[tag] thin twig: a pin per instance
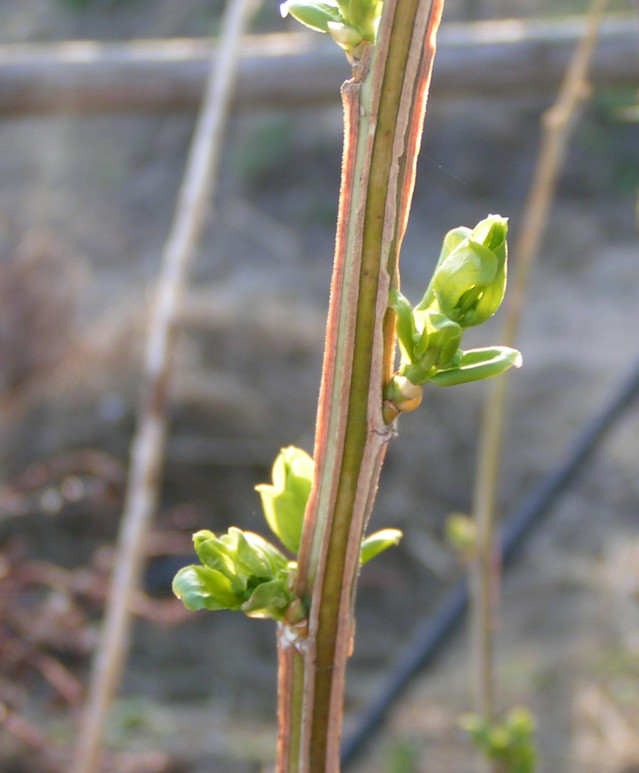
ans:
(557, 124)
(147, 451)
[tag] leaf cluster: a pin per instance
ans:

++++++++++++++++++++

TASK PROMPT =
Switch every "a pin per instance" in the records to "one point per instance" and write all the records out again with nothing else changed, leaving out the pictures.

WRITTEN SOLUTION =
[tag] thin twig: one point per instance
ans:
(557, 124)
(147, 451)
[tag] leaf cluster: one point per instance
ans:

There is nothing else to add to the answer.